### [REQUIRED TASK]
Copy out every line of the material below that contains the word "green", treating uppercase and lowercase as different.

### [EXERCISE INPUTS]
================================
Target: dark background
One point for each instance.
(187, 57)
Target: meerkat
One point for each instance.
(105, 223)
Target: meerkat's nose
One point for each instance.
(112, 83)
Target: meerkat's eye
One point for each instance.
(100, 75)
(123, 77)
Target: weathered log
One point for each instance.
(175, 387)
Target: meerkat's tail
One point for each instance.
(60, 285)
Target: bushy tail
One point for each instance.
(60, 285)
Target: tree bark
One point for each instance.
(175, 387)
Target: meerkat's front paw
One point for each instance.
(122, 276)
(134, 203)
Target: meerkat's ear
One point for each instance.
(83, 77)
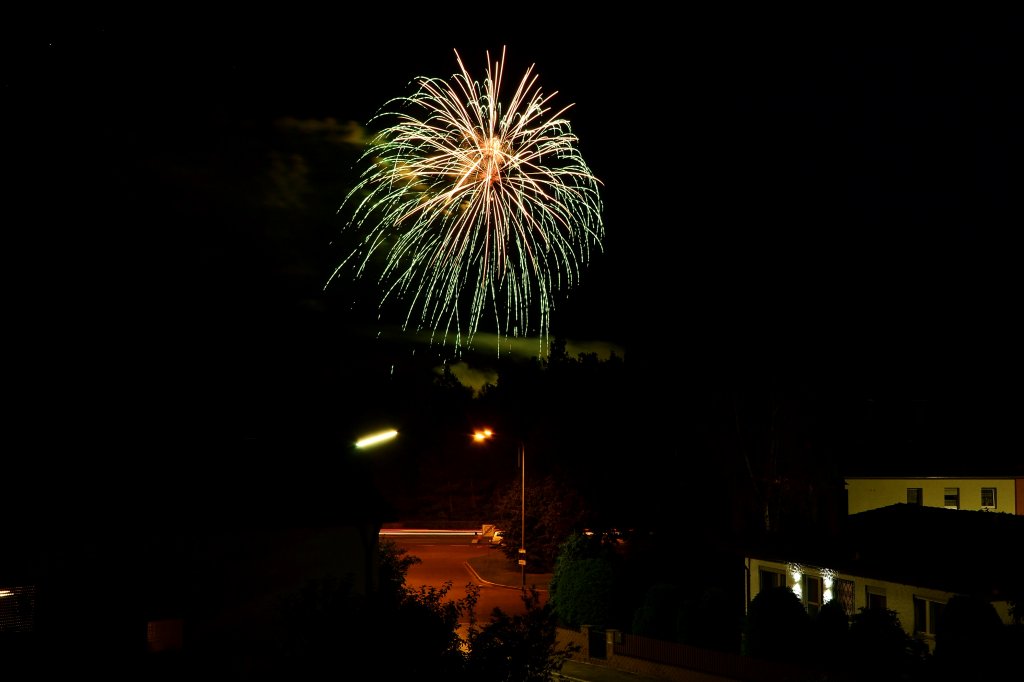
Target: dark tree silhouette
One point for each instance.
(880, 647)
(777, 627)
(971, 640)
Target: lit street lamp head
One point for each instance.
(370, 440)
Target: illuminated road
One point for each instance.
(443, 555)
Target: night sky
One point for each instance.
(785, 206)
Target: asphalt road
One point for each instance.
(448, 556)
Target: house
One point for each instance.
(906, 557)
(100, 576)
(1003, 494)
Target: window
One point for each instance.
(951, 498)
(988, 498)
(771, 579)
(846, 595)
(926, 615)
(876, 597)
(17, 608)
(812, 594)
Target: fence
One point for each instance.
(673, 662)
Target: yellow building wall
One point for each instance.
(865, 494)
(898, 597)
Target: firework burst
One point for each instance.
(474, 208)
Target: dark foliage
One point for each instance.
(880, 647)
(517, 648)
(777, 627)
(971, 640)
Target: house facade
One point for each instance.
(1000, 494)
(919, 607)
(911, 559)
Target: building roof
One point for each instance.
(958, 551)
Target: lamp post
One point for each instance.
(369, 540)
(486, 434)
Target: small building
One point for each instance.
(1000, 494)
(908, 558)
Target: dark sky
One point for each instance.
(784, 204)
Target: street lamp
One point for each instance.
(485, 434)
(376, 438)
(370, 540)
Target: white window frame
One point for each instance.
(950, 493)
(990, 491)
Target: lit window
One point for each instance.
(845, 593)
(771, 579)
(812, 594)
(951, 498)
(926, 615)
(17, 608)
(876, 598)
(988, 498)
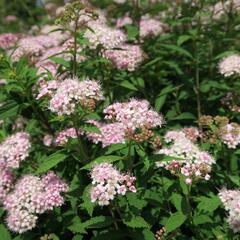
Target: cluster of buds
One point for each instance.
(231, 202)
(71, 93)
(160, 234)
(219, 128)
(188, 160)
(32, 196)
(107, 182)
(232, 101)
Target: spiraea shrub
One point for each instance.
(119, 119)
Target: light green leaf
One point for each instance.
(136, 222)
(50, 162)
(175, 221)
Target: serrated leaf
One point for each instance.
(115, 147)
(136, 222)
(109, 159)
(132, 31)
(50, 162)
(77, 237)
(175, 221)
(134, 201)
(87, 204)
(209, 204)
(201, 219)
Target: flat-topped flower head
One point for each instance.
(14, 149)
(66, 134)
(134, 114)
(190, 161)
(127, 58)
(112, 133)
(230, 65)
(104, 36)
(6, 181)
(108, 182)
(72, 92)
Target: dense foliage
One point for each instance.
(119, 119)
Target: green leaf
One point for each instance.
(136, 222)
(87, 204)
(109, 159)
(177, 49)
(77, 237)
(182, 39)
(115, 147)
(180, 203)
(4, 233)
(183, 116)
(175, 221)
(209, 204)
(50, 162)
(9, 109)
(134, 201)
(201, 219)
(60, 61)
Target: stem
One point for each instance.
(114, 218)
(130, 163)
(75, 49)
(189, 204)
(39, 114)
(81, 145)
(197, 74)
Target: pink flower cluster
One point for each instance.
(190, 161)
(150, 26)
(230, 65)
(72, 92)
(104, 36)
(131, 120)
(8, 40)
(230, 135)
(134, 114)
(122, 21)
(192, 133)
(31, 196)
(128, 57)
(6, 180)
(64, 136)
(14, 149)
(112, 133)
(231, 202)
(47, 88)
(107, 182)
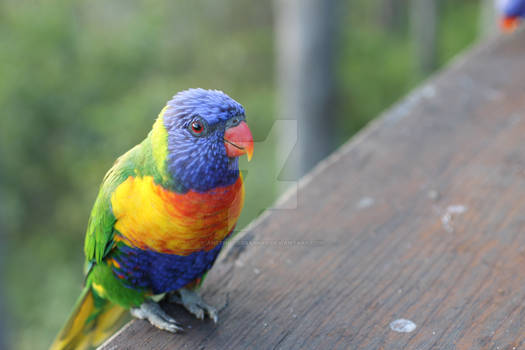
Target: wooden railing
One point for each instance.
(411, 236)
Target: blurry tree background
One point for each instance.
(82, 81)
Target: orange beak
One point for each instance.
(509, 24)
(238, 140)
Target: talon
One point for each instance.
(152, 312)
(194, 304)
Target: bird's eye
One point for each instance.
(197, 127)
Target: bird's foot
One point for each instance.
(152, 312)
(194, 304)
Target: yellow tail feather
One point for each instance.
(93, 320)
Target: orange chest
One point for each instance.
(151, 217)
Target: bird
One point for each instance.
(512, 13)
(161, 217)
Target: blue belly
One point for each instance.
(159, 272)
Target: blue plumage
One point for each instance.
(200, 163)
(512, 8)
(160, 272)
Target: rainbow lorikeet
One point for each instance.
(512, 13)
(161, 217)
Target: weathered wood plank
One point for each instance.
(421, 217)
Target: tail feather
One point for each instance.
(92, 321)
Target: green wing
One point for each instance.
(99, 236)
(141, 160)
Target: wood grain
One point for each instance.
(421, 217)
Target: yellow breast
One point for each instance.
(151, 217)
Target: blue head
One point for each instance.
(512, 8)
(201, 153)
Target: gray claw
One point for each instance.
(194, 304)
(152, 312)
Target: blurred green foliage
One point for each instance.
(82, 81)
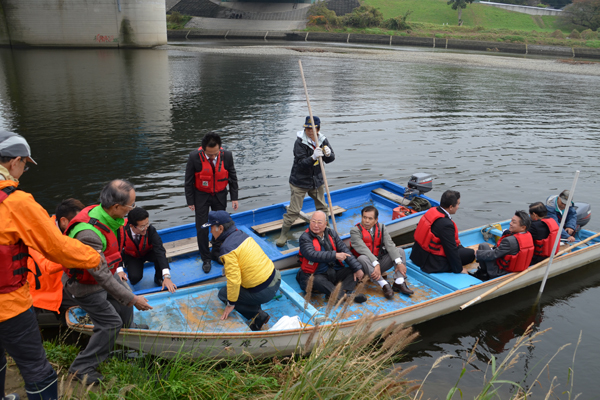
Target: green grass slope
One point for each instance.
(438, 12)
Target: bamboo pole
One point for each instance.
(520, 274)
(317, 142)
(562, 225)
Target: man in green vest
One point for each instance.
(100, 292)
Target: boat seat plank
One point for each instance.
(391, 196)
(265, 228)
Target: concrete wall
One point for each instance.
(83, 23)
(523, 9)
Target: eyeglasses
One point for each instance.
(142, 227)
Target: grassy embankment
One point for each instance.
(436, 18)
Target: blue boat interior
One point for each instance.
(187, 269)
(198, 309)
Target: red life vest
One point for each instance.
(13, 259)
(212, 179)
(311, 266)
(426, 239)
(136, 250)
(112, 253)
(373, 243)
(543, 247)
(520, 261)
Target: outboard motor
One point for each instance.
(418, 184)
(584, 214)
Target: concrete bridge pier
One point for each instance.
(83, 23)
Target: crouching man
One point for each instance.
(377, 253)
(322, 254)
(252, 279)
(513, 252)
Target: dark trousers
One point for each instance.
(248, 303)
(20, 338)
(491, 267)
(325, 283)
(214, 203)
(108, 317)
(135, 267)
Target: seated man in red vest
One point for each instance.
(143, 243)
(322, 254)
(437, 247)
(512, 254)
(543, 232)
(375, 250)
(50, 294)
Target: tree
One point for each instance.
(459, 4)
(582, 13)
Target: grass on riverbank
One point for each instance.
(469, 33)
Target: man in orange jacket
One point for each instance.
(25, 224)
(50, 294)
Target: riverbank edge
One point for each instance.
(431, 42)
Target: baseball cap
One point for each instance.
(217, 218)
(564, 196)
(13, 145)
(307, 123)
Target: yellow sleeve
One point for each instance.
(233, 275)
(33, 225)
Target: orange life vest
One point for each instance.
(520, 261)
(136, 250)
(212, 179)
(543, 247)
(112, 253)
(13, 259)
(373, 243)
(426, 239)
(311, 266)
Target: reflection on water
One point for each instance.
(504, 138)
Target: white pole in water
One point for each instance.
(562, 224)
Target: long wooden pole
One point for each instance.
(520, 274)
(317, 142)
(562, 225)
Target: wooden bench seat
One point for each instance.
(265, 228)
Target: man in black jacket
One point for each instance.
(322, 254)
(208, 172)
(437, 247)
(143, 243)
(306, 176)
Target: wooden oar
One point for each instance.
(312, 121)
(520, 274)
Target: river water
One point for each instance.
(503, 137)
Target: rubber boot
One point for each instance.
(283, 237)
(44, 390)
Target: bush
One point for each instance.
(364, 17)
(589, 34)
(398, 23)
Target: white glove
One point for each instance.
(318, 153)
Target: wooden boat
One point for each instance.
(264, 225)
(188, 322)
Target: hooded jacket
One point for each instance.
(306, 172)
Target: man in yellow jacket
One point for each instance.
(23, 224)
(252, 279)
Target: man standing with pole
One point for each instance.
(310, 149)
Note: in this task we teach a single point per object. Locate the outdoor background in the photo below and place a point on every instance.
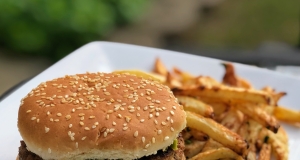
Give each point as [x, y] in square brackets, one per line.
[35, 34]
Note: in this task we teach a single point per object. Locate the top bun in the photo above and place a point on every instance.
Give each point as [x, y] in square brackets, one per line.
[99, 116]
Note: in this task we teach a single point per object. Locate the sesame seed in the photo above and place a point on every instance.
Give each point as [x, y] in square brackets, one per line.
[153, 140]
[68, 117]
[168, 118]
[107, 93]
[157, 114]
[172, 113]
[127, 119]
[110, 111]
[159, 132]
[111, 130]
[136, 133]
[47, 129]
[81, 114]
[151, 106]
[166, 138]
[150, 115]
[172, 129]
[147, 145]
[105, 134]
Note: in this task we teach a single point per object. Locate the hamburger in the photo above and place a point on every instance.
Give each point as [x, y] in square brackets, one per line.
[101, 116]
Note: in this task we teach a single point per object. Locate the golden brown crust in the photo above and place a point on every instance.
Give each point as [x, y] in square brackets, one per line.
[99, 112]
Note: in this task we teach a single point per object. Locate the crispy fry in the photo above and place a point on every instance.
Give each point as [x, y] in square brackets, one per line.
[275, 95]
[259, 115]
[172, 82]
[265, 152]
[227, 94]
[233, 120]
[231, 79]
[211, 144]
[217, 154]
[198, 135]
[277, 141]
[194, 105]
[184, 76]
[286, 115]
[217, 132]
[160, 68]
[143, 74]
[193, 148]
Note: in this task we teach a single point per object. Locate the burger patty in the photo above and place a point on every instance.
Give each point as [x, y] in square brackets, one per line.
[169, 154]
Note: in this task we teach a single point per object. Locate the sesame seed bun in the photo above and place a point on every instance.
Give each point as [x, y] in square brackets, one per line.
[99, 116]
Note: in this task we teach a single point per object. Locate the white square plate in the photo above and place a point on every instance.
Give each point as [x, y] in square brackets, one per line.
[106, 57]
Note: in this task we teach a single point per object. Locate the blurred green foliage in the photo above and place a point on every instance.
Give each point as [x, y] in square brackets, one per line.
[54, 28]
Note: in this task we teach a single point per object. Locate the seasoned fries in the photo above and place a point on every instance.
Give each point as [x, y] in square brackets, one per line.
[218, 153]
[287, 115]
[217, 132]
[229, 119]
[196, 106]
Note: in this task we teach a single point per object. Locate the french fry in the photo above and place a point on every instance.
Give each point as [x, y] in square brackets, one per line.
[249, 131]
[143, 74]
[172, 82]
[275, 95]
[231, 79]
[277, 141]
[265, 152]
[193, 148]
[287, 115]
[160, 68]
[217, 154]
[198, 135]
[232, 120]
[259, 115]
[184, 76]
[227, 94]
[196, 106]
[211, 144]
[217, 132]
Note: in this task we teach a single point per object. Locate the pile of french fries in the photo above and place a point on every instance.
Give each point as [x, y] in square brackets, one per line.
[229, 119]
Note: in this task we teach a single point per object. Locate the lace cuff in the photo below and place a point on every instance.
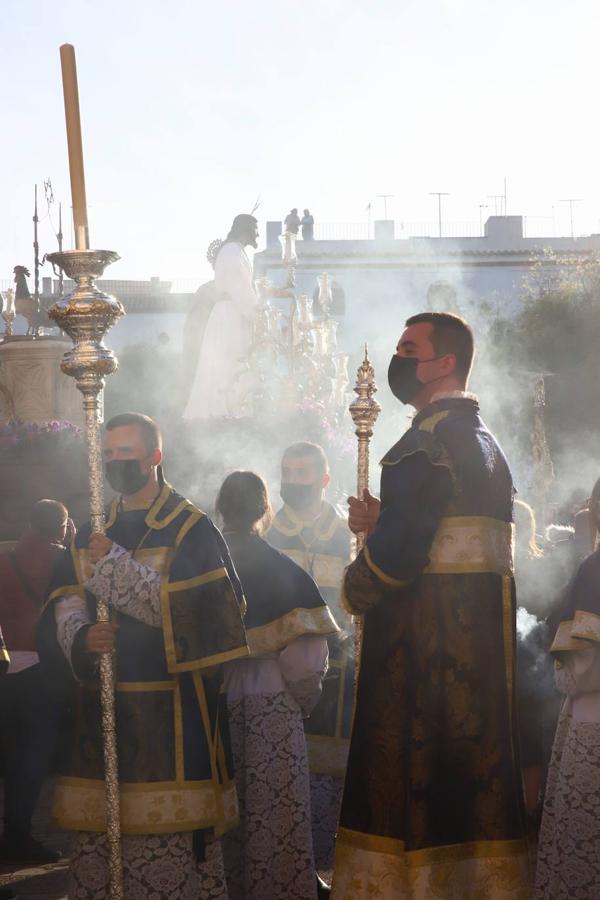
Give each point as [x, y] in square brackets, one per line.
[70, 615]
[127, 586]
[306, 693]
[362, 590]
[303, 664]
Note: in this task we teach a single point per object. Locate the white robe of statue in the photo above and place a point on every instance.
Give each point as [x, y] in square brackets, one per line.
[219, 385]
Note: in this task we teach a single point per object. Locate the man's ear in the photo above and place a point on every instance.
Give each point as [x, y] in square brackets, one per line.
[449, 363]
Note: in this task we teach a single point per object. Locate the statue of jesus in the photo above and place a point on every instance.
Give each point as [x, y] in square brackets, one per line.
[219, 382]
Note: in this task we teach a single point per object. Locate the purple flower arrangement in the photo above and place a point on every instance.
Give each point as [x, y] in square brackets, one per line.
[41, 438]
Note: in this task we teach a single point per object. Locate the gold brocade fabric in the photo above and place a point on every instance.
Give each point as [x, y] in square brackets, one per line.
[437, 769]
[368, 868]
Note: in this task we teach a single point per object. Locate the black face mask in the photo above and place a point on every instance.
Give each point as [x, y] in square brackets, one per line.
[299, 496]
[125, 476]
[402, 377]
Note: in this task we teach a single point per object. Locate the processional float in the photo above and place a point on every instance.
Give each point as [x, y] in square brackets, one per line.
[86, 315]
[293, 355]
[315, 369]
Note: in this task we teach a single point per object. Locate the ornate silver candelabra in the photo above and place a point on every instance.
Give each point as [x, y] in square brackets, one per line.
[86, 316]
[364, 411]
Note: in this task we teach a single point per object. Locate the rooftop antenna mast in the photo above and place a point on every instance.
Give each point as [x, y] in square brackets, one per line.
[385, 198]
[36, 255]
[571, 201]
[439, 195]
[495, 198]
[482, 206]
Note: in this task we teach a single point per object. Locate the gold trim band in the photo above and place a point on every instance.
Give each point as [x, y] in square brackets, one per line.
[189, 583]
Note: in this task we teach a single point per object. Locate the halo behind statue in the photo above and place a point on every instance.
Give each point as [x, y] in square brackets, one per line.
[213, 251]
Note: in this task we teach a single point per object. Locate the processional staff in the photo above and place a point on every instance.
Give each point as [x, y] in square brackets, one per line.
[364, 411]
[86, 315]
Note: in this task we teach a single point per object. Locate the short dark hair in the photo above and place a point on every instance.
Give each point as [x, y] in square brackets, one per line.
[243, 502]
[150, 431]
[450, 334]
[47, 517]
[308, 449]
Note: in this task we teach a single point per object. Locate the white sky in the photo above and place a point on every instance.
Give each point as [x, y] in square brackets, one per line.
[190, 109]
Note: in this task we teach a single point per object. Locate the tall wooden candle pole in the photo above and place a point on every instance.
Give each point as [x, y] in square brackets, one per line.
[364, 411]
[86, 315]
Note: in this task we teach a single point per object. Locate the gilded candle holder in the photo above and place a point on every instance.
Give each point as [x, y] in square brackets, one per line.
[86, 315]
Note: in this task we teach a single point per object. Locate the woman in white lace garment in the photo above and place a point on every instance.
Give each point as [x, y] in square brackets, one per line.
[569, 850]
[270, 855]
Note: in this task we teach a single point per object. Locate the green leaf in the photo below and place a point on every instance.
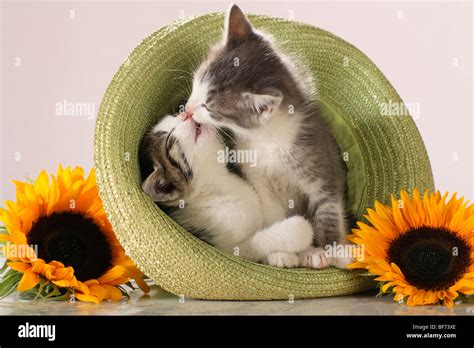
================================
### [EXERCISE OUTPUT]
Target: light green leaf
Target: green leaf
Target: green wing
Target: blurred green foliage
Target: green grass slope
Target: man in green vest
Note: in this task we teach a single point per object. Locate the blurred green foliage in the photo above and place a point on every instance.
Note: in this task we teach a single point per object. Locate the green leaf in the photo below and place a point on every instance.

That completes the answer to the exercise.